__Dataset content__:
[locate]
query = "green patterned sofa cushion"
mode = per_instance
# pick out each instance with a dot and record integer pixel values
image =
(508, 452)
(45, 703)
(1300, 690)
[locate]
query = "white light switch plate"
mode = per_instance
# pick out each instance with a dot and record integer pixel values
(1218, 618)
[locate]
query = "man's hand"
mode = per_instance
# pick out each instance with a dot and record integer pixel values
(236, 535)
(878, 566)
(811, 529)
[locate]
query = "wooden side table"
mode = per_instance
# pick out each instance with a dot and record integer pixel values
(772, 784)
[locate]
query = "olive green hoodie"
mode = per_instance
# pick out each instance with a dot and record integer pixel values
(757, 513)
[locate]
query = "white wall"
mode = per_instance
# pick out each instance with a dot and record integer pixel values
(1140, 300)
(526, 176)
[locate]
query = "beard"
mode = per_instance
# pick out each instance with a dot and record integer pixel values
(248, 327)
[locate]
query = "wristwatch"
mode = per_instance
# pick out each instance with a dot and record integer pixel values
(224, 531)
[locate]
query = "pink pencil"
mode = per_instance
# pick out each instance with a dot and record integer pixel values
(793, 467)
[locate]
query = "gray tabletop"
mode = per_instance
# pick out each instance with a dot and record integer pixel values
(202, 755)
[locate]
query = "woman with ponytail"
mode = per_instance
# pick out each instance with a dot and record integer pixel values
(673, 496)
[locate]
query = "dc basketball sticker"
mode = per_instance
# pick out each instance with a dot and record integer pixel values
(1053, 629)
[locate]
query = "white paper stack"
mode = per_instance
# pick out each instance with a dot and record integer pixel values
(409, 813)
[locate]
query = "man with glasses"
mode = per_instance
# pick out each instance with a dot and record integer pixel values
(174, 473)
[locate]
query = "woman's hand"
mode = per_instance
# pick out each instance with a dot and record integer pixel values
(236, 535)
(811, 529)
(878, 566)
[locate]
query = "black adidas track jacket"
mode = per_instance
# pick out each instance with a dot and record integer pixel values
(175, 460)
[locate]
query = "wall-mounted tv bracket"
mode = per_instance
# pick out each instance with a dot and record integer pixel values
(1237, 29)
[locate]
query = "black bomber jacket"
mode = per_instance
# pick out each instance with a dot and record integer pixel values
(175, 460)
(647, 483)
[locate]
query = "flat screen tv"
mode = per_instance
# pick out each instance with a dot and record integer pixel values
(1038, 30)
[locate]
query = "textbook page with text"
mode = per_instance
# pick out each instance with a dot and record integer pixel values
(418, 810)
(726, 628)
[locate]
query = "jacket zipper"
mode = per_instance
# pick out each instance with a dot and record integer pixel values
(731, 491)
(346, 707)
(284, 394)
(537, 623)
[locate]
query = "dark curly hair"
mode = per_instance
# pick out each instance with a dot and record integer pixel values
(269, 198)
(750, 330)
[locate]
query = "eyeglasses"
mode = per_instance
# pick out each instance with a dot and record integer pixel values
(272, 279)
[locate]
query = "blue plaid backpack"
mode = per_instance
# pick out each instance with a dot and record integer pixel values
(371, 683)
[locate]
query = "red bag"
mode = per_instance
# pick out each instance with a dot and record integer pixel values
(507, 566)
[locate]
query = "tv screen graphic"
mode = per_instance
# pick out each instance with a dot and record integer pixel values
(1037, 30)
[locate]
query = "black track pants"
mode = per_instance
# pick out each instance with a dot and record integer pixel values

__Goal__: Reproduce all the data word for word.

__Final result__:
[locate]
query = "green patterned sofa cushion"
mode = per_instance
# pick out each instance with a dot and record integer pixel values
image =
(508, 452)
(45, 703)
(1300, 690)
[locate]
query = "white light switch plate"
mode = per_instance
# pick out each instance with a dot and record integer pixel values
(1218, 618)
[locate]
query = "man's hand"
mode = per_instance
# pick out each instance with a dot and record integer pixel values
(236, 535)
(878, 566)
(811, 529)
[locate]
query = "wooden side table"
mode = per_instance
# pick out each instance with a dot and record integer pixel values
(772, 784)
[locate]
query = "olive green hoodie"
mode = per_instance
# pick out each instance with a dot and record integer pixel values
(757, 513)
[locate]
query = "white wall"
mode = per_instance
# pick out each instance with a dot and record integer pixel values
(1140, 300)
(526, 176)
[locate]
query = "beard"
mode = per_instance
# pick out each instance with a dot and record integer pixel values
(248, 327)
[locate]
query = "wristwatch"
mode = per_instance
# pick out each instance with a dot and record integer pixel values
(224, 531)
[locate]
query = "pink pencil"
mode = per_instance
# pick out each instance with a dot and record integer pixel values
(793, 467)
[locate]
query = "gray tabletop"
mode = per_instance
# pick out each instance with a dot and record integer pixel values
(202, 755)
[locate]
query = "woman with ponytail"
mode = per_instance
# pick out each instance with a dot and record integer pixel values
(673, 496)
[locate]
query = "dc basketball sticker"
mode = per_instance
# pick out each instance with a dot and record integer pixel values
(1053, 629)
[locate]
query = "white paper stack"
mode = per_instance
# pick out each instance with a dot and record integer pixel values
(409, 813)
[locate]
query = "man with glasses"
mode = per_instance
# pick out each instance with a dot and record integer pixel values
(174, 473)
[locate]
query = "woman's hand"
mode = per_instance
# pick out each instance with a dot and record integer pixel values
(236, 535)
(811, 529)
(878, 566)
[locate]
query = "black adidas track jacket"
mode = per_instance
# pick out each instance with a dot and record integer pixel values
(175, 460)
[locate]
query = "wall-mounted tv bracket"
mode = per_instance
# pick out each instance with a dot and record integer pixel values
(1237, 29)
[locate]
query = "black bomber jacket"
mode = per_instance
# pick out each instance with a dot and record integer pixel values
(175, 460)
(647, 483)
[locate]
query = "flat screen tv"
mode = per_instance
# pick out each instance with a dot and record integer pixel values
(1038, 30)
[locate]
query = "textbook page with text"
mode = per_instance
# pick out each instance with a dot and record integer pixel values
(418, 810)
(726, 628)
[locate]
query = "jacket zipper"
mode = per_instance
# pick out each instance with a dot and record integer pixel values
(731, 491)
(346, 707)
(284, 394)
(537, 623)
[locate]
query = "dark curly hair"
mode = per_instance
# pick out each instance with a dot and record integer pixel values
(269, 198)
(750, 330)
[locate]
query = "eyeglasses"
mode = per_instance
# pick out each instance with a dot and record integer pixel values
(272, 279)
[locate]
query = "blue plaid backpack"
mode = per_instance
# pick out each instance with a dot and record integer pixel values
(371, 683)
[locate]
query = "red bag"
mode = per_instance
# pick out each instance with a dot and record integer pixel values
(507, 566)
[locate]
query = "tv screen graphic"
mode = per_instance
# pick out each instance with a dot and record integer pixel values
(1037, 30)
[locate]
query = "black track pants"
mode = per_instance
# pick out each instance with a dot and record integer pixel values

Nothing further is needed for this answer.